WHAT IS REQUIRED: What is needed is an exact copy of every record.

THE DATA:
◆ ◆ ◆ ◆ ◆ ◆ ◆
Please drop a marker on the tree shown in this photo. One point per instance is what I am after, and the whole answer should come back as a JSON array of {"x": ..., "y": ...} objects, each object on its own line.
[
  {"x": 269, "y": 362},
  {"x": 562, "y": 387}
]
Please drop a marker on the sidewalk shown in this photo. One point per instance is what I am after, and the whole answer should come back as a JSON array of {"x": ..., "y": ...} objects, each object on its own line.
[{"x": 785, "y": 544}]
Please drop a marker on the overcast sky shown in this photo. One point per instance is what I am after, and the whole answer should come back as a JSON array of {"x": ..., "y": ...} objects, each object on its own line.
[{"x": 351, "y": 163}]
◆ ◆ ◆ ◆ ◆ ◆ ◆
RESULT OF THE TASK:
Please drop a marker on the tree shown in this photo. One point per instance is what I am after, and the whole answer should come back as a JSON array of {"x": ..., "y": ...} objects, each object on its own line.
[
  {"x": 269, "y": 362},
  {"x": 562, "y": 387}
]
Please drop a marker on the sidewalk shown in this photo. One point per instance is what I am after, and the whole answer should come back as a JSON array of {"x": ..., "y": ...} objects, each object on its own line.
[{"x": 785, "y": 544}]
Please drop a marker on the overcast sky shown in this photo. One point per instance is what I am after, and the whole answer should come back as a JSON array of {"x": ..., "y": ...} objects, each object on its own line.
[{"x": 351, "y": 163}]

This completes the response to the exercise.